TASK REQUIREMENTS:
In the rows below, reproduce word for word everything from the line with "Reviewer note: every instance of the yellow zip-up" up to and including the line with "[[738, 31], [846, 14], [186, 47]]".

Excerpts from point annotation data:
+++

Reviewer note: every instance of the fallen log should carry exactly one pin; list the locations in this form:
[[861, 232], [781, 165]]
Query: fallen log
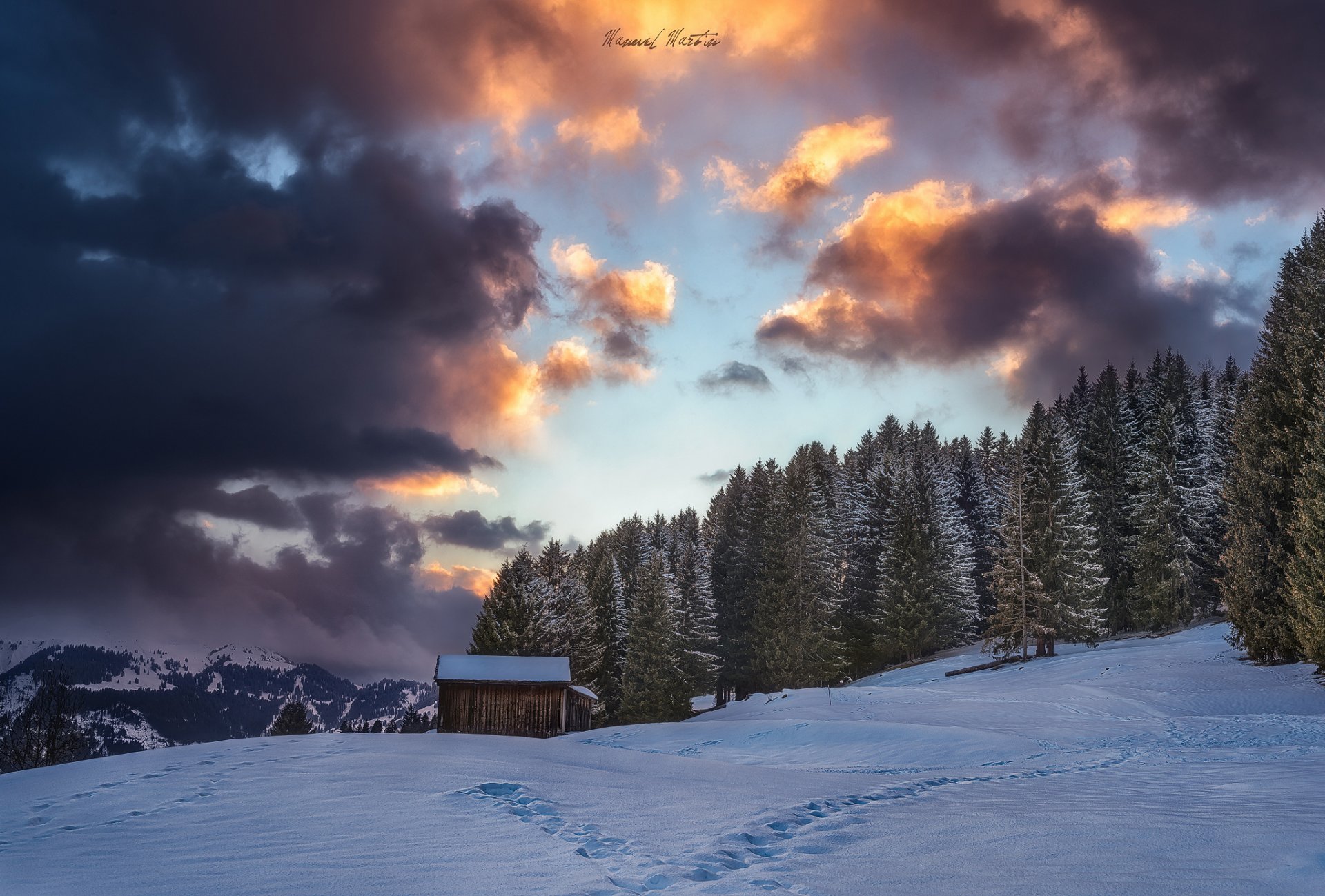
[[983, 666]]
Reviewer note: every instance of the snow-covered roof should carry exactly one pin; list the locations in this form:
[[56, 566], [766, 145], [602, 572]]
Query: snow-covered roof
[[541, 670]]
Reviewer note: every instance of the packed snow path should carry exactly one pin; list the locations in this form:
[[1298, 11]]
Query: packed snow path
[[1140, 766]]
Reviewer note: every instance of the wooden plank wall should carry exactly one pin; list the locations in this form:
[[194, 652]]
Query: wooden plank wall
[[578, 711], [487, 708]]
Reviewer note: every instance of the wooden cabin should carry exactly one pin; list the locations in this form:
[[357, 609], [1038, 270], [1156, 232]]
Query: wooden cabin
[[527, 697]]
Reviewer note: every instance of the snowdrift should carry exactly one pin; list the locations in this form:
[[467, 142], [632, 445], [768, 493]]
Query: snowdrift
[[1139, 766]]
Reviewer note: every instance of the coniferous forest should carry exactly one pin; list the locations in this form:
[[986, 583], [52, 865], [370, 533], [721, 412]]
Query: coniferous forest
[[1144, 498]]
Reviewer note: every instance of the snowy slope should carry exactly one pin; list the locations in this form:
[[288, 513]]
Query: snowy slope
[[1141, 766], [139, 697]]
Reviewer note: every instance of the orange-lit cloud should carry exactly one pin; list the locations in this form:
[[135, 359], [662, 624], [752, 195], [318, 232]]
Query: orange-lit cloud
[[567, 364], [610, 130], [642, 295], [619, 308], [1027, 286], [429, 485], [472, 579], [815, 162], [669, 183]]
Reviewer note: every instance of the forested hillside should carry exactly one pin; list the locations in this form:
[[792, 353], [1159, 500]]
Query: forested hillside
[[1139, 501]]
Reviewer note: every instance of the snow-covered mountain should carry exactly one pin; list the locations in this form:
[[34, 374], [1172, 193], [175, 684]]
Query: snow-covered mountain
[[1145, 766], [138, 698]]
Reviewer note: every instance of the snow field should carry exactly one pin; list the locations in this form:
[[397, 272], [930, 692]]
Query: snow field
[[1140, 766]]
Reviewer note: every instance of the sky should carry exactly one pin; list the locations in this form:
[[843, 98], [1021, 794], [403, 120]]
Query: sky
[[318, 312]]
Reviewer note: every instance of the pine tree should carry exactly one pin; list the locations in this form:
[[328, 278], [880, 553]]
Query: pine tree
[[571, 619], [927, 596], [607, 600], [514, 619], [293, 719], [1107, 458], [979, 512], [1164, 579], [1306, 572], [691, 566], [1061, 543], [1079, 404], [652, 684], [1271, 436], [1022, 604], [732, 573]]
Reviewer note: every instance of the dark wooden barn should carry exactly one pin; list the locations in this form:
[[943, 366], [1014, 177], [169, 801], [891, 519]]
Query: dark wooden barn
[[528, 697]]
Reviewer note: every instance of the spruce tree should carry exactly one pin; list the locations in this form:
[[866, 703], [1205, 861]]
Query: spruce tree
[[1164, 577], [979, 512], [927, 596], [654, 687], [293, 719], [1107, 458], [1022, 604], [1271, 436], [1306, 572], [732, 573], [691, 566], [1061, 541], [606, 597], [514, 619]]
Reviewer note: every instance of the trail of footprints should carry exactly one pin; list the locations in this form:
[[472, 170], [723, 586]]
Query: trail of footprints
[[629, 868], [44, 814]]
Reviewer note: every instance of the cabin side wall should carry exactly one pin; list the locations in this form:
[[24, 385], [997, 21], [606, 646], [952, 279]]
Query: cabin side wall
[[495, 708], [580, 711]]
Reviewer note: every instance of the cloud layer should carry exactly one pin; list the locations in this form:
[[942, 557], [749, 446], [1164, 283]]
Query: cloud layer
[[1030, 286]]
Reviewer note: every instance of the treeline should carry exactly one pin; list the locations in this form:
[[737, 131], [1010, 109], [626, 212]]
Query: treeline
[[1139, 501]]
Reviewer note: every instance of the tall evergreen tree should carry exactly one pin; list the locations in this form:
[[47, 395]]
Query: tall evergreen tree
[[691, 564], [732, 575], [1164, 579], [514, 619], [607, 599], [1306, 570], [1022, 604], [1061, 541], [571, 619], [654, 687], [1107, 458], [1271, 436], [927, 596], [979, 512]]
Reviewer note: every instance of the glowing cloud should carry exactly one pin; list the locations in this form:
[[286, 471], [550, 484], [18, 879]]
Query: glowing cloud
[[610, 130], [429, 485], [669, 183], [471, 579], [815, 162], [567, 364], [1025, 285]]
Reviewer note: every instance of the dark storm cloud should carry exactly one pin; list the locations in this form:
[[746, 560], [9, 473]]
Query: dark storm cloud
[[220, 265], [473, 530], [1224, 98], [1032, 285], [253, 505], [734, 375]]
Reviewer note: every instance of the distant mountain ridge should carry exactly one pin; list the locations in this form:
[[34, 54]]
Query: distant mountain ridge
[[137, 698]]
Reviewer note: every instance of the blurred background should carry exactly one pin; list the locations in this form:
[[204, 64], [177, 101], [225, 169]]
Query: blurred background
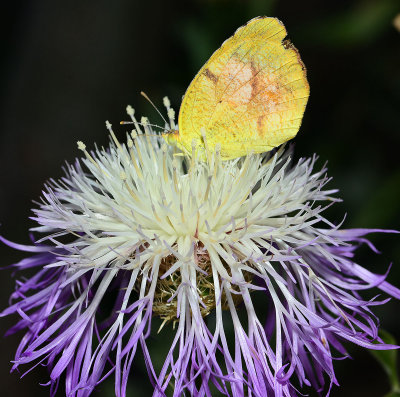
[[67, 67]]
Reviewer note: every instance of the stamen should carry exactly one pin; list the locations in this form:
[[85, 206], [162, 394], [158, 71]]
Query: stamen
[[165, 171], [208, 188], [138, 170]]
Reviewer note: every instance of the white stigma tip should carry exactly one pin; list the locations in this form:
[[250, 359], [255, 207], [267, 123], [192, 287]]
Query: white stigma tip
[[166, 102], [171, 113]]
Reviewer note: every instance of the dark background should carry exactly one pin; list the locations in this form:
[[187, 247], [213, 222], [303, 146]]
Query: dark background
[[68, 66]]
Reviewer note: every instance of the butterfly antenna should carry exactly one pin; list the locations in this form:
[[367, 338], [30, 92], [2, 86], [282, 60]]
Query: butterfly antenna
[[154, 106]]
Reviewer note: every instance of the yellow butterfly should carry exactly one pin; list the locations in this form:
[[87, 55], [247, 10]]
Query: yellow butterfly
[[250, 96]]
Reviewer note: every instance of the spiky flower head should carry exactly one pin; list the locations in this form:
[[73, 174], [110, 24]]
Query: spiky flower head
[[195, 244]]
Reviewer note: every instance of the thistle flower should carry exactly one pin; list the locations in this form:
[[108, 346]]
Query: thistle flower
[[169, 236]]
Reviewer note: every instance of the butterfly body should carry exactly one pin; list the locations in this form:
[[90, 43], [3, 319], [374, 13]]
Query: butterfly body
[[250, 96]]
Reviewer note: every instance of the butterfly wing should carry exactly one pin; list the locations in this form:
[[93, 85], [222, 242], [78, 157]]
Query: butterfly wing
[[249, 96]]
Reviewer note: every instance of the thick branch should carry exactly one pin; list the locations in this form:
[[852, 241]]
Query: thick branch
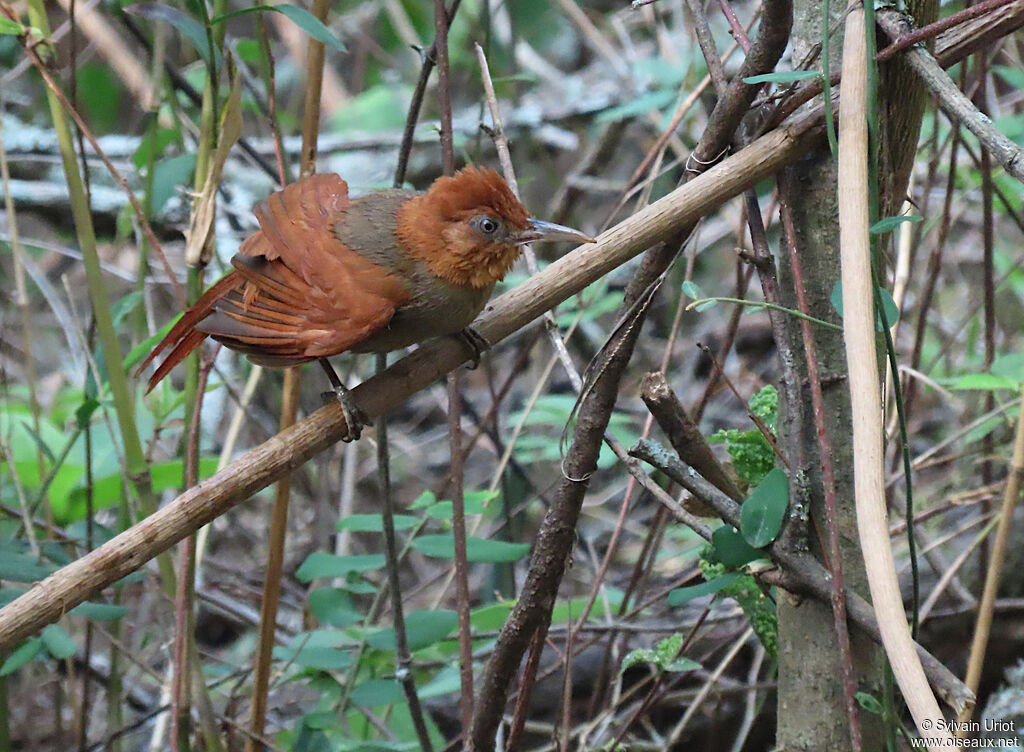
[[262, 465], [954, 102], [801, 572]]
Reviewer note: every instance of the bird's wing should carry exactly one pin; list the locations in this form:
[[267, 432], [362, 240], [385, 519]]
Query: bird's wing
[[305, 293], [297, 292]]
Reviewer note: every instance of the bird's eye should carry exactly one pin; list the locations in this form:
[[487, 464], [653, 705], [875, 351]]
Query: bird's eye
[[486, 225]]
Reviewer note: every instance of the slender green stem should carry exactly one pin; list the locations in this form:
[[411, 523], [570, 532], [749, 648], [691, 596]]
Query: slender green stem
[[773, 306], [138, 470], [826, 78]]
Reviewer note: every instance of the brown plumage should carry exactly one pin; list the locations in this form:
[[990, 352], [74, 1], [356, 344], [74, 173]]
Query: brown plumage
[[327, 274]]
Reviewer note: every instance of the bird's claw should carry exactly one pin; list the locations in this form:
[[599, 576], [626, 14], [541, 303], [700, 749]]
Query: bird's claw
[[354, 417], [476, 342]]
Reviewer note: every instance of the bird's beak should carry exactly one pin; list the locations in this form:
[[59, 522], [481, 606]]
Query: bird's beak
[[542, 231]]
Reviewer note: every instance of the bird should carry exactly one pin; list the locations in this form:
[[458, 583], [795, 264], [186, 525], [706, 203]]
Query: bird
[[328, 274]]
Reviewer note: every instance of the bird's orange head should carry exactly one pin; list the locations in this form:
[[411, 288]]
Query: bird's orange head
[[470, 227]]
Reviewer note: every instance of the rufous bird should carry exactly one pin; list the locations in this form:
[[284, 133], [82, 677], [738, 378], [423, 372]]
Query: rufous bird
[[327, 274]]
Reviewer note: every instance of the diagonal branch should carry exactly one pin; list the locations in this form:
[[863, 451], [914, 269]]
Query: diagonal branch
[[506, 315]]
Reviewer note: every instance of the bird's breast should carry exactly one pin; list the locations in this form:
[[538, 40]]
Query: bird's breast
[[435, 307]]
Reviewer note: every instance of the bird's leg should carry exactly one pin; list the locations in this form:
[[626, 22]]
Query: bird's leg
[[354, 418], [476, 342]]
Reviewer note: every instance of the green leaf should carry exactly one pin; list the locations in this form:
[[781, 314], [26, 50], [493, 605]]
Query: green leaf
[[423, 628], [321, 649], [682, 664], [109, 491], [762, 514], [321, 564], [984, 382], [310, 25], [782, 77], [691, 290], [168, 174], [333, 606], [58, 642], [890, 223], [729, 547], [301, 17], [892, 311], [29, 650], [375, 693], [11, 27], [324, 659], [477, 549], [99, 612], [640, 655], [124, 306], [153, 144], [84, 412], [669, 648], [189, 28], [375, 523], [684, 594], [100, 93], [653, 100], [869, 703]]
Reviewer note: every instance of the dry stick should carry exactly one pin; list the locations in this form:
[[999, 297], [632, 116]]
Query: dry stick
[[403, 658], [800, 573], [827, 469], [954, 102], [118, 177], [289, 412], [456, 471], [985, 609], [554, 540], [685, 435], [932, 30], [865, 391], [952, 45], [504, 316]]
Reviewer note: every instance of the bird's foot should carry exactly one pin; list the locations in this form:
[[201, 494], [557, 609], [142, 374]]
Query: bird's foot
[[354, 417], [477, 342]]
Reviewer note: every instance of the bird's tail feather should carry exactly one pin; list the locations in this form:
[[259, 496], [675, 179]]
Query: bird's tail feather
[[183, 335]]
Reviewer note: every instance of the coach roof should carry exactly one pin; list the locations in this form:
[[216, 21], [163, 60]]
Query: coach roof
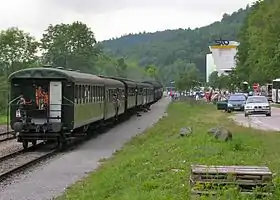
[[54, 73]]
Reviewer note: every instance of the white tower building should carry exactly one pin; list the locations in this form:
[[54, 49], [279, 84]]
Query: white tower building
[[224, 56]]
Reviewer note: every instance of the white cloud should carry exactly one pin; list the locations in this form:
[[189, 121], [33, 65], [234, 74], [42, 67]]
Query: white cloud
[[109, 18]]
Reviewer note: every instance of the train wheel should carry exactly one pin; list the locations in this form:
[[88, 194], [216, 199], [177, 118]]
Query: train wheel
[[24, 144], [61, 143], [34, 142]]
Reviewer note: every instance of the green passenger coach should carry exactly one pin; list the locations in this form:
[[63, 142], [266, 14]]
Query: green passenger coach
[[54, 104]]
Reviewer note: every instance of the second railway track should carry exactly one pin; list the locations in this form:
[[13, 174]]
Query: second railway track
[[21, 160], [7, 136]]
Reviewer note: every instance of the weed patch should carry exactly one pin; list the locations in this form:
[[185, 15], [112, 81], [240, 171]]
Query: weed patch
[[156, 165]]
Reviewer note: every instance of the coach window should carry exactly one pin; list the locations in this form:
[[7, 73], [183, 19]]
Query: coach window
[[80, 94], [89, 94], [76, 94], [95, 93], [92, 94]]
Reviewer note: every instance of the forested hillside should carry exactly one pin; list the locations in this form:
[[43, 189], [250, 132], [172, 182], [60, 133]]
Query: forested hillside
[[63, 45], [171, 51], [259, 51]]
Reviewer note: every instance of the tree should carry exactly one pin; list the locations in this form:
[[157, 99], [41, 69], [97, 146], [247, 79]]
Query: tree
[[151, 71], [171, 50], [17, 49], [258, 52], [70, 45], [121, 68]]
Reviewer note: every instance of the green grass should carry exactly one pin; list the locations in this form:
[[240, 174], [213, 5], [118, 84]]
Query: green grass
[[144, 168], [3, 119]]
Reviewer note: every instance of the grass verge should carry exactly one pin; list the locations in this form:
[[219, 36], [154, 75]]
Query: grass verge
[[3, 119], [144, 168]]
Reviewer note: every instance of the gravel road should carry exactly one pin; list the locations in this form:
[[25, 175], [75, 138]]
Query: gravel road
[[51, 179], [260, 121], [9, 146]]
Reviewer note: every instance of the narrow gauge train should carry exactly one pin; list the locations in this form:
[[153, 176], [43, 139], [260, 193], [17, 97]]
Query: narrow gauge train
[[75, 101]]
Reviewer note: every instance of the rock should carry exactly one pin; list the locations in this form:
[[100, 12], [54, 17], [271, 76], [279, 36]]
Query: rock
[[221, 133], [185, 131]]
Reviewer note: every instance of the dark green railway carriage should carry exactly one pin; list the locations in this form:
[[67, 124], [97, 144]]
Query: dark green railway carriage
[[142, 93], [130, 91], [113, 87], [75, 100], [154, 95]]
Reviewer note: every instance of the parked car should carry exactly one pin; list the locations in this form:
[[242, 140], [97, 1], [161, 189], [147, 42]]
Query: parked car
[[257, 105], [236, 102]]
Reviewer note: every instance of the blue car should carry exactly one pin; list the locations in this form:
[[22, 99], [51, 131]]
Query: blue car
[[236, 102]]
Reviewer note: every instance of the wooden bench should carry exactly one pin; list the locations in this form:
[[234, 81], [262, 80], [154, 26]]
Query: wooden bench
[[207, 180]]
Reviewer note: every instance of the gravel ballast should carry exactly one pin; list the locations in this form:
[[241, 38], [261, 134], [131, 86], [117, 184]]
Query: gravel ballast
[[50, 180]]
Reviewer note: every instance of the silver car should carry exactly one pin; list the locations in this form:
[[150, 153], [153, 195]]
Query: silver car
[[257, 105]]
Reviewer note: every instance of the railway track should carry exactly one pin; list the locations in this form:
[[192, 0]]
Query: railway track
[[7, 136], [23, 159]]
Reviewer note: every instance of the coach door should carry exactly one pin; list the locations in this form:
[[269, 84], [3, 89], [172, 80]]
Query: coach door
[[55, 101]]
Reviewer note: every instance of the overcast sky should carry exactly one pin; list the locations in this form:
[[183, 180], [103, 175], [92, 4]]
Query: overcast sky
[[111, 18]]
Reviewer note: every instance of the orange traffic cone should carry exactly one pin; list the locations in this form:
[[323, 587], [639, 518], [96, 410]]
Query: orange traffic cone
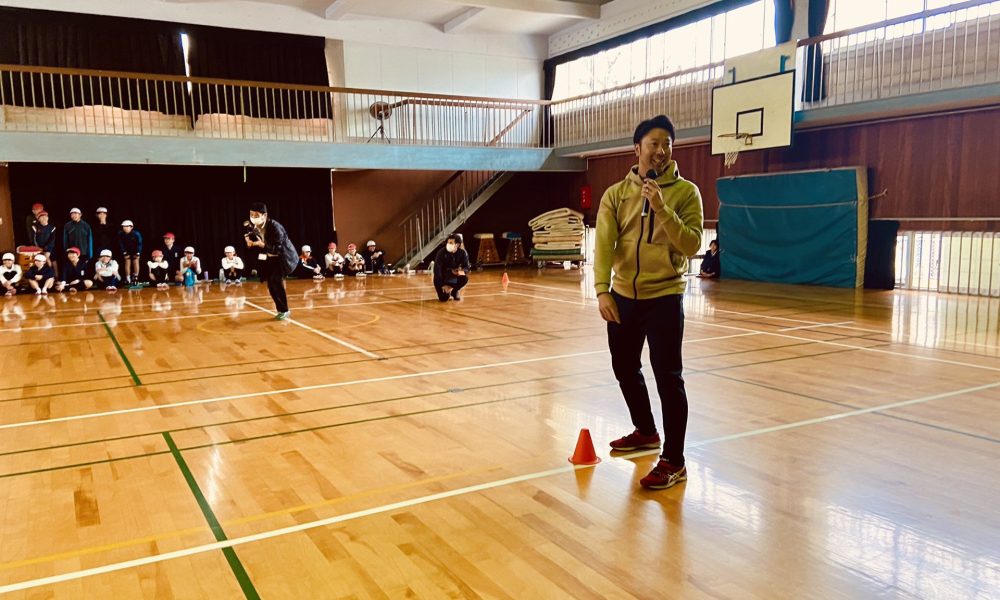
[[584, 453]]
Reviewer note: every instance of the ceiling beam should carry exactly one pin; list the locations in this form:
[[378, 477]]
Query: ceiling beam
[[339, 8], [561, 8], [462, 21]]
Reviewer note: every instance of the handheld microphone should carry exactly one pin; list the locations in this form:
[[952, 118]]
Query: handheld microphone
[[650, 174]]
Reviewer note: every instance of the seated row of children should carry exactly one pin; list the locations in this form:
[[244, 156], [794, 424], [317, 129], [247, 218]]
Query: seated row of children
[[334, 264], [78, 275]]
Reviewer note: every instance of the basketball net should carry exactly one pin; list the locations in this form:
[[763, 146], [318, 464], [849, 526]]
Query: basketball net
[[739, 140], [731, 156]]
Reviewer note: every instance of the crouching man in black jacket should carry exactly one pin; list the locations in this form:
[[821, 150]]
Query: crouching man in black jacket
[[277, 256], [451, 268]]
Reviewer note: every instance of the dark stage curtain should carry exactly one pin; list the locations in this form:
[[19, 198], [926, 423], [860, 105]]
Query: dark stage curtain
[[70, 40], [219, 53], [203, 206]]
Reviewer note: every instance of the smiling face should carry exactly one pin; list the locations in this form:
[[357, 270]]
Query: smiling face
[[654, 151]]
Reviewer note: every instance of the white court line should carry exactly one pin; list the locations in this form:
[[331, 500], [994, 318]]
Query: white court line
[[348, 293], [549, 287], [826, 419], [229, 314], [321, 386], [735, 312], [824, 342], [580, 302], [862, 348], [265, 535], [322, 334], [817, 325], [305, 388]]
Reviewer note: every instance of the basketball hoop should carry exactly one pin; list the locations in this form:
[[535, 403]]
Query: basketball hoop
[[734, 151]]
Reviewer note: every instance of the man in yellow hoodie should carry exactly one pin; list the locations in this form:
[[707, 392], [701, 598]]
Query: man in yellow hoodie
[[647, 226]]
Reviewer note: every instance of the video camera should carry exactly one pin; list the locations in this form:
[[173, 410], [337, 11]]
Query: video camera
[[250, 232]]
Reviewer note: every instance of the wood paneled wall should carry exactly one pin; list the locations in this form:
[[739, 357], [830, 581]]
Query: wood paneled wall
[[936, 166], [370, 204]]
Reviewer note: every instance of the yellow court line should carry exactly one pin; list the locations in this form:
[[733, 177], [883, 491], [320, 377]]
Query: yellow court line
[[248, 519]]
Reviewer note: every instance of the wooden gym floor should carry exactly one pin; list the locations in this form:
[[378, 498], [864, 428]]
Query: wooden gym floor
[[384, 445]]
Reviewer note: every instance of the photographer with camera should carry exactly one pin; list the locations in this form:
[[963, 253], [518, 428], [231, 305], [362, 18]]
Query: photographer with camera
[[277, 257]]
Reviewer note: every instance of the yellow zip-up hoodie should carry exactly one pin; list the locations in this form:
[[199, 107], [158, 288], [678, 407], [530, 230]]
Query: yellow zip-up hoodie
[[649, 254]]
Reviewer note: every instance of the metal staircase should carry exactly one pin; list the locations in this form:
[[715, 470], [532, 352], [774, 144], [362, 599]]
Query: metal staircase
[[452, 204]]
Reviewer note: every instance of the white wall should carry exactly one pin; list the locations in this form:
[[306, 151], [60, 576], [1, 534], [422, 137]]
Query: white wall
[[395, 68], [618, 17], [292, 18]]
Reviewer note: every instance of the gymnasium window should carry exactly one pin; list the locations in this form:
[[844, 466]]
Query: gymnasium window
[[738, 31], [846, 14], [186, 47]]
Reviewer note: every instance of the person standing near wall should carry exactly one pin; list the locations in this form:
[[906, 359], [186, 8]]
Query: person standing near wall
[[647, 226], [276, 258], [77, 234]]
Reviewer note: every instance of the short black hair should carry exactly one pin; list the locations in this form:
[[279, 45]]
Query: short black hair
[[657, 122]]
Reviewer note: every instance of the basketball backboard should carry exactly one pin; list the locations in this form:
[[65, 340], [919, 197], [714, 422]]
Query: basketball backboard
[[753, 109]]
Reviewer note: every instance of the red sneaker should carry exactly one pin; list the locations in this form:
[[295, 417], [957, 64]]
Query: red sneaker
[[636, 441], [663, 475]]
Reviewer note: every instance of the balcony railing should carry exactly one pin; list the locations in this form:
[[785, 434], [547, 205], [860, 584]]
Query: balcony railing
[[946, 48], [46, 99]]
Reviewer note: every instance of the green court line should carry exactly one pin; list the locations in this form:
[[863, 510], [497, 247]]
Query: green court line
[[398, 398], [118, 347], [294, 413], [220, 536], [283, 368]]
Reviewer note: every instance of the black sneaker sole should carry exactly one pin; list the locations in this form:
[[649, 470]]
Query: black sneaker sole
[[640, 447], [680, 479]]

+++

FULL OUTPUT:
Reviewer note: every instance of the yellow zip-up hoodie should carry exactly one pin; list the locations in this form:
[[199, 107], [158, 288], [678, 407], [530, 230]]
Query: yellow zip-up hoodie
[[649, 254]]
Reviewer note: every instance of the metal staircase should carry exactly one pin; list the locations in this form:
[[715, 470], [532, 352], [774, 144], [362, 599]]
Query: metal staircase
[[452, 204]]
Reviewer note: every instance of the white wall should carry exactly one pin; list the locations in this form:
[[306, 151], [60, 576], [1, 534], [422, 137]]
Query: white wall
[[395, 68], [618, 17], [292, 18]]
Reviewer note: every instance of the gymnasium window should carry exactly one pin; list the locations in this form:
[[844, 466]]
Query: gymnasium window
[[738, 31], [846, 14], [186, 47]]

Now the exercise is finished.